(Data entries)

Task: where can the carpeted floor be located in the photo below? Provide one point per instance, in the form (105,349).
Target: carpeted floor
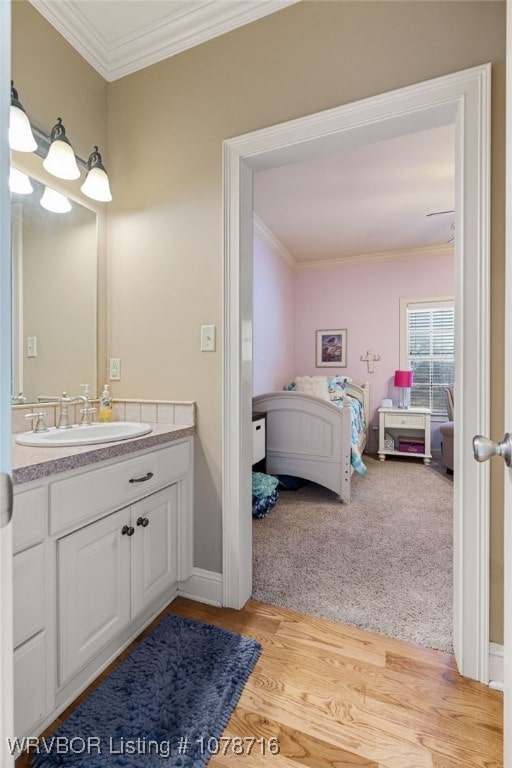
(383,562)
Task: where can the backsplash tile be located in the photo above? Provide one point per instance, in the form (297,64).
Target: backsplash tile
(148,412)
(179,412)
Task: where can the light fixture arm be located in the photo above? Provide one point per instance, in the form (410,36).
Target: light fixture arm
(44,141)
(94,160)
(15,102)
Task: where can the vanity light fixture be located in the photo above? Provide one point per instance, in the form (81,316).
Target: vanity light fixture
(21,137)
(19,182)
(55,201)
(60,160)
(96,184)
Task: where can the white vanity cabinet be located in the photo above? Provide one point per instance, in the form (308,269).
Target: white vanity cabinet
(112,543)
(110,571)
(31,625)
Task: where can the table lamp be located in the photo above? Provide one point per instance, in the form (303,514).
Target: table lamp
(403,380)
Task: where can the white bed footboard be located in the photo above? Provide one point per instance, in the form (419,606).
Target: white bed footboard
(309,438)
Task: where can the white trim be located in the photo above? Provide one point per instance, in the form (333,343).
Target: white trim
(496,660)
(203,586)
(273,242)
(6,578)
(166,36)
(507,511)
(462,99)
(375,258)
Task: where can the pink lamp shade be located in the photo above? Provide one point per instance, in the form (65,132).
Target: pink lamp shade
(403,379)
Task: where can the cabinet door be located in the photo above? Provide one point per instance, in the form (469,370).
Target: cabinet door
(29,684)
(94,594)
(154,547)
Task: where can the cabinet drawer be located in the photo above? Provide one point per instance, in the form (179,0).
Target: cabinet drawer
(407,421)
(29,685)
(28,593)
(29,518)
(86,496)
(258,440)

What to do ▸ Reproduce the entries from the line with "Task: where can the cabinet drawer" through the end of the entries, with each point coordinate in the answers multiplied by 0.6 and rounded to the nearest whole number, halves going up. The requests and their sample forms stay unchanged.

Task output ▸
Task: where can the cabinet drawer be located in the photo above? Provide one point per instance, in the form (179,0).
Target: cabinet drawer
(244,253)
(17,411)
(17,356)
(17,311)
(52,298)
(155,264)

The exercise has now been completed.